Rescale the items between the lines holding "Exercise. Tag the katsura" and "x=816, y=943", inclusive, reproducing every line with the requests included. Multiply each answer coordinate by 0.55 and round it to a whole number, halves up, while leaving the request wording and its sample coordinates unchanged.

** start of Listed records **

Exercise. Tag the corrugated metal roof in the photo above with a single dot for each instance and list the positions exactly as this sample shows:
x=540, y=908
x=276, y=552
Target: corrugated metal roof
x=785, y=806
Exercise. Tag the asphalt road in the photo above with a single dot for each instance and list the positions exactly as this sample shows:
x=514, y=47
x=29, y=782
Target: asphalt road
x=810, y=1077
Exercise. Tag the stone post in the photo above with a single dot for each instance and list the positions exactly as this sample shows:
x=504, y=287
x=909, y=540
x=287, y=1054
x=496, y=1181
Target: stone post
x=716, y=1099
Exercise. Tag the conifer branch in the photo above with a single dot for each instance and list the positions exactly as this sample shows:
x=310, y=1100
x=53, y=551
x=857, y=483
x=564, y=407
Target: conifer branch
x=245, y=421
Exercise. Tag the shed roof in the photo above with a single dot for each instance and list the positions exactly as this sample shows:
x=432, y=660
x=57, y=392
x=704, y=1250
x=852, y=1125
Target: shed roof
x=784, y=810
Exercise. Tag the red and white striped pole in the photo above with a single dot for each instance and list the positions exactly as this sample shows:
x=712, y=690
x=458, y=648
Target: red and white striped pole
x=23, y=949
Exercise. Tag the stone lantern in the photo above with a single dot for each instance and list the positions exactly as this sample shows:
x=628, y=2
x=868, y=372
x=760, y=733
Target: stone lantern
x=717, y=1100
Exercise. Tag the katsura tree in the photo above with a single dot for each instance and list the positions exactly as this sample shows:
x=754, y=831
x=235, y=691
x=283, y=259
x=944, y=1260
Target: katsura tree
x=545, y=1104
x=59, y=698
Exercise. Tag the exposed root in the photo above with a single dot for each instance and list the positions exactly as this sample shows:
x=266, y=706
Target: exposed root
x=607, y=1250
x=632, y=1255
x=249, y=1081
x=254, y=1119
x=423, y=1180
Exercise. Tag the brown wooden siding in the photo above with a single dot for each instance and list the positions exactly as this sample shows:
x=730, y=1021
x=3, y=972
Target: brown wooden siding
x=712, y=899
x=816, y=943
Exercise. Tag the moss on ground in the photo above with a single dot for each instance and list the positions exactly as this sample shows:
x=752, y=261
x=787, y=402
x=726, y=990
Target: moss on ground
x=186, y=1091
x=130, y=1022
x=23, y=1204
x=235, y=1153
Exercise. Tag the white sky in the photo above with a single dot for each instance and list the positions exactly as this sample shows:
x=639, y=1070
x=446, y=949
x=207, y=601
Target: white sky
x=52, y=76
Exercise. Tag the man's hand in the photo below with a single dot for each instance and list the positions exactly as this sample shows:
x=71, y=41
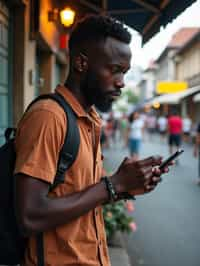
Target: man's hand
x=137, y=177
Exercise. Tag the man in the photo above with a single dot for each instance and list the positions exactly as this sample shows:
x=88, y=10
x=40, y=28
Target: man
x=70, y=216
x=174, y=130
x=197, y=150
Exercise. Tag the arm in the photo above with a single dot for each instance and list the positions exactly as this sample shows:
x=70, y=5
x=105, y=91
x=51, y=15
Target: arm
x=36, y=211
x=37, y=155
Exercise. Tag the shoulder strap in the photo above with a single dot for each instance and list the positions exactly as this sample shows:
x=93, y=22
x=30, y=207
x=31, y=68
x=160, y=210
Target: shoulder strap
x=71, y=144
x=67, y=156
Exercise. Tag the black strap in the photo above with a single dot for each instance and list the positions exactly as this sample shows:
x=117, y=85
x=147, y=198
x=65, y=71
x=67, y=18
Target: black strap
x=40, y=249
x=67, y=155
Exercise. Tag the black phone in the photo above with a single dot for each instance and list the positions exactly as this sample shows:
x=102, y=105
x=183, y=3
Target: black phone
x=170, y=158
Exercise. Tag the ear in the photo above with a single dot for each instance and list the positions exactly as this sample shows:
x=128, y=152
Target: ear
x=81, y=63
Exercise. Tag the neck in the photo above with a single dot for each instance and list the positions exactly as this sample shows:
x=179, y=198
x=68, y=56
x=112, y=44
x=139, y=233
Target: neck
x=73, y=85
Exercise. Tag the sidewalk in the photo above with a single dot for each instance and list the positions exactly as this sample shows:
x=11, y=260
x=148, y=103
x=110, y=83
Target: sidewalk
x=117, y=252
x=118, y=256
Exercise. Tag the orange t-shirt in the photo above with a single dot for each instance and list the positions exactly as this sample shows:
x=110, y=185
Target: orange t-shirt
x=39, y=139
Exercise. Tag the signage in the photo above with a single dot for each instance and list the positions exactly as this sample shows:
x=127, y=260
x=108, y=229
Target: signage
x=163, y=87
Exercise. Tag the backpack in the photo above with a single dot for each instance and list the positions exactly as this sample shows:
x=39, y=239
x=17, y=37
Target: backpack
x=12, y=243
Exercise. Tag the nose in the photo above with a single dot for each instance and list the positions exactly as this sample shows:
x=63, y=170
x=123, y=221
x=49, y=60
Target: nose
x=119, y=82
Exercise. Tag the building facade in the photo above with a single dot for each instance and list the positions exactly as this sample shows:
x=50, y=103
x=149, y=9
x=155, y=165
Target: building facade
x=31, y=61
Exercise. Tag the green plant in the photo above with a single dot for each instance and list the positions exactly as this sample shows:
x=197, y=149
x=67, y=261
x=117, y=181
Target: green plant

** end of Listed records **

Answer to the exercise:
Exercise. Tag the katsura tree in the photo above with a single dot for each instance and list the positions exactly as this sample shows:
x=754, y=831
x=235, y=691
x=283, y=259
x=944, y=1260
Target: katsura tree
x=300, y=607
x=32, y=384
Exercise. Tag the exposed root in the photo above with a single dot for each instance and list the positions exactly as this sample shows:
x=266, y=706
Target: exposed root
x=334, y=688
x=348, y=690
x=137, y=595
x=140, y=615
x=233, y=649
Exercise. Tag the brown wooden siding in the photo above with a single dot for each instance and list the positions exactly as this sample shows:
x=730, y=1021
x=3, y=972
Target: brown wooden siding
x=392, y=494
x=449, y=519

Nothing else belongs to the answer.